Daftar Tugas –
**1)** Tuliskan kembali bagian potongan teks tentang pandangan Nurcholish mengenai agama, mulai dari "Merujuk pada Kitab" sampai dengan "al-Nahl (16): 36.", termasuk kedua ujungnya.
**2)** Terjemahkan ke dalam bahasa Inggris kalimat dari potongan teks tentang pandangan Nurcholish ini: "Nurcholish melihat bahwa peta tahun 1992 sedang ditandai oleh konflik-konflik dengan warna keagamaan."

Nurcholish menegaskan
betapa pentingnya kehidupan beragama. Ia tidak menjelaskan secara tegas apakah
yang dimaksud agama di sini adalah agama Islam saja. Artinya, agama yang
dimaksud adalah agama secara umum. Namun, dengan bahasa yang dialektis, ia
melakukan otokritik terhadap pemeluk agama. Ia mengakui bahwa dalam
agama-agama, lebih tepatnya, dalam lingkungan para penganut agama-agama, selalu
ada potensi kenegatifan dan perusakan yang amat berbahaya.
Nurcholish
melihat bahwa peta tahun 1992 sedang ditandai oleh konflik-konflik dengan warna
keagamaan. Diakui, agama memang bukan satu-satunya faktor, tapi jelas sekali bahwa pertimbangan keagamaan dalam
konflik-konflik itu dan dalam eskalasinya sangat banyak memainkan peran. Setiap
warna keagamaan dalam suatu konflik seringkali melibatkan agama formal atau
agama terorganisir (organized religion).
Ia menyebut tempat-tempat konflik; Irlandia, sekitar Perancis dan Jerman,
Bosnia-Herzegovina, Cyprus, Palestina, Timur Dekat, Afrika Hitam, Sudan, Perang
Teluk, Pakistan, Srilangka, Burma, Thailang, dan Filipina.
Menanggapi semboyan yang diperkenalkan oleh
futurolog, John Naisbitt dan Patricia Aburdene, Spiritualiy, Yes; Organized Religion, No, Nurcholish menyatakan
bahwa semboyan itu mengandung makna prinsipil daripada semboyan yang pernah ia
kemukakan 20 tahun sebelumnya –“Islam, Yes; Partai Islam, No”. Nurcholish mengaku mengalami kesulitan besar,
bahkan kemustahilan, untuk dapat menerima kebenarannya. Ia juga menegaskan
bahwa semboyan Spirituality, Yes;
Organized Religion, No, agaknya tidak memiliki pijakan yang kuat.
Artinya, agama-agama resmi memang masih menjadi fenomena yang banyak memainkan
peran dalam kehidupan manusia.
Merujuk pada Kitab Suci al-Qur’an,
Nurcholish menegaskan bahwa setiap umat atau golongan manusia telah pernah
dibangkitkan atau diutus seorang utusan Tuhan, dengan tugas menyeru umatnya
untuk menyembah kepada Tuhan saja (dalam pengertian paham Ketuhanan Yang Maha
Esa yang murni). Ia mengutip Surat al-Nahl (16): 36.
Berdasarkan firman-firman Allah itu dikatakan bahwa:
“... semua
agama Nabi dan Rasul yang telah dibangkitkan dalam setiap umat
adalah sama, dan inti dari ajaran semua Nabi dan Rasul itu ialah Ketuhanan Yang
Maha Esa dan perlawanan terhadap kekuatan-kekuatan tiranik. Dengan perkataan
lain, Ketuhanan Yang Maha Esa dan perlawanan terhadap tirani adalah titik
pertemuan, common platform atau,
dalam bahasa al-Qur’an, kalimatun-sawâ’
(kalimat atau ajaran yang sama) antara semua kitab suci.”

Kutipan Data –
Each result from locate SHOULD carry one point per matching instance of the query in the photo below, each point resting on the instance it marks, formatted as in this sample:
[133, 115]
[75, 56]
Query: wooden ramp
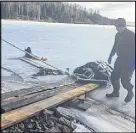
[15, 116]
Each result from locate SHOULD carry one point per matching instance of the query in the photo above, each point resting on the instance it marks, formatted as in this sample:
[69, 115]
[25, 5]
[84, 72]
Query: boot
[129, 96]
[113, 94]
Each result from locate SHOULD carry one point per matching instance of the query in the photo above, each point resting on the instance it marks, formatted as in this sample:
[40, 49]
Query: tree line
[60, 12]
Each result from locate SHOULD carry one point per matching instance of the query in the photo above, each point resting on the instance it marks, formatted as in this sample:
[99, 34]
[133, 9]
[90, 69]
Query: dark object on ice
[97, 71]
[29, 51]
[47, 71]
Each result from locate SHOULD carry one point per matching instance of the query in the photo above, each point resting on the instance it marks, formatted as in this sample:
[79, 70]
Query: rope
[30, 54]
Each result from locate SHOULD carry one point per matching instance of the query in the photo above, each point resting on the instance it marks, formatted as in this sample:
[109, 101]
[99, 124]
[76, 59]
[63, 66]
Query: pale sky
[112, 9]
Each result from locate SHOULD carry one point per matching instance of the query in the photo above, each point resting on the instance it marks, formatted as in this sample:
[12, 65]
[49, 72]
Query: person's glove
[110, 59]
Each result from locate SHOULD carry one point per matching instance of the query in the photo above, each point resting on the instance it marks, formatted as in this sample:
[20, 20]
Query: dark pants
[122, 71]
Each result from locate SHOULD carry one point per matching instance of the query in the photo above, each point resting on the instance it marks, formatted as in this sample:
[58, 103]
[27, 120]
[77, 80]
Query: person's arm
[113, 51]
[132, 41]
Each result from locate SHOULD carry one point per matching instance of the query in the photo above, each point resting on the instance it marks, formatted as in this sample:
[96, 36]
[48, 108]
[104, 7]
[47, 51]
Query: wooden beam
[15, 116]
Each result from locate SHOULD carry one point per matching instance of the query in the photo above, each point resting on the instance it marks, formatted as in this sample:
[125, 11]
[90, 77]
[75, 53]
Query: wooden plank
[27, 91]
[16, 102]
[12, 117]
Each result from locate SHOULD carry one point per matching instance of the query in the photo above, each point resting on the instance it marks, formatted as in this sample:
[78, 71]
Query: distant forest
[57, 12]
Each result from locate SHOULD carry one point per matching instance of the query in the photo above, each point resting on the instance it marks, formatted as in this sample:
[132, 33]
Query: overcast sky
[112, 9]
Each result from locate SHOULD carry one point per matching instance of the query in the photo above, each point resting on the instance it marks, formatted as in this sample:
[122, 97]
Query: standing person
[124, 47]
[29, 51]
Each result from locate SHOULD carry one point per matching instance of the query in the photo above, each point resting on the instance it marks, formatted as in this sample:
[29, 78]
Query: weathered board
[16, 102]
[15, 116]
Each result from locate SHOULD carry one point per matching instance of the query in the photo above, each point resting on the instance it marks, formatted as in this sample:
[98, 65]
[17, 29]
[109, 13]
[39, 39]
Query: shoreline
[37, 21]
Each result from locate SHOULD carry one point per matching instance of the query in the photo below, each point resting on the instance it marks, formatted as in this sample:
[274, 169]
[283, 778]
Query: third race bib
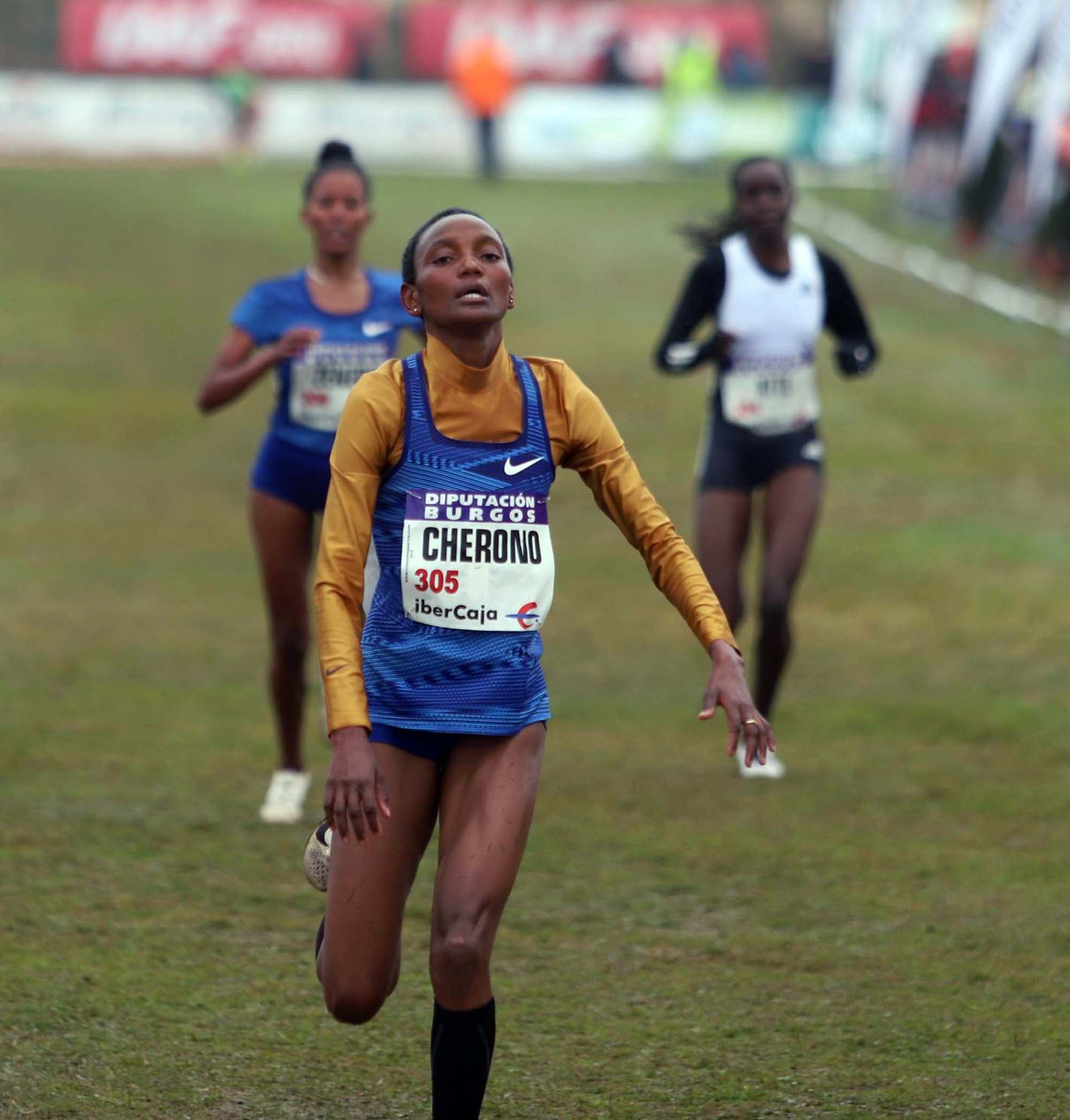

Jawaban Tiap Tugas –
**1)**
Merujuk pada Kitab Suci al-Qur’an,
Nurcholish menegaskan bahwa setiap umat atau golongan manusia telah pernah
dibangkitkan atau diutus seorang utusan Tuhan, dengan tugas menyeru umatnya
untuk menyembah kepada Tuhan saja (dalam pengertian paham Ketuhanan Yang Maha
Esa yang murni). Ia mengutip Surat al-Nahl (16): 36.

**2)** Nurcholish saw that the map of 1992 was being marked by conflicts with a religious coloring.